(begin)
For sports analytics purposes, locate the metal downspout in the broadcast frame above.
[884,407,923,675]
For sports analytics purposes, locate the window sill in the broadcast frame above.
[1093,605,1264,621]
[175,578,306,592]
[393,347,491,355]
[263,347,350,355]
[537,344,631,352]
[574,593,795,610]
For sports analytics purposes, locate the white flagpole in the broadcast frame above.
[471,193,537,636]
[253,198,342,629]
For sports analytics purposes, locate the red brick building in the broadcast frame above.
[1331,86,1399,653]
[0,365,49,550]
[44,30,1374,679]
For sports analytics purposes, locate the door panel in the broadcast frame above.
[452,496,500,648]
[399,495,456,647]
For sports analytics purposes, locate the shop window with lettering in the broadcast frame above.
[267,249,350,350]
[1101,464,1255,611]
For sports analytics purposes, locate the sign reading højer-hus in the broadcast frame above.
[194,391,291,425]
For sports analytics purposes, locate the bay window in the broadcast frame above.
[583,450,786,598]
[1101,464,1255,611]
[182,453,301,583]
(end)
WRITTEN EXERCISE - Reproduce every line of the data above word for word, changing nothing.

TASK RESULT -
For sports analytics purposes, locate the metal downspout in the broadcast frame above.
[884,407,923,675]
For sports analytics purposes, locate the window sill in the broadcast frame above.
[1093,605,1264,621]
[175,578,306,592]
[393,347,491,355]
[263,347,350,355]
[537,344,631,352]
[574,593,795,610]
For sports analytics purposes, locate the white flagpole in the broadcast frame above.
[471,193,537,636]
[253,198,342,629]
For sports analytics purposes, locate the red brick building in the broadcast frame above.
[1331,86,1399,653]
[0,365,49,550]
[44,30,1374,679]
For sports analytics purposes, locate the door panel in the broadcast frame above.
[452,496,500,648]
[399,495,456,647]
For sports analytics purposes, locate the shop window with lettering in the broadcast frame above.
[267,249,350,350]
[1101,464,1255,611]
For sports analytics purposes, locate the sign reading højer-hus in the broadcast frame above.
[194,391,291,425]
For sports analytics purposes, locate the bay window in the broadcast frame above.
[583,450,786,598]
[1101,464,1255,611]
[182,453,301,583]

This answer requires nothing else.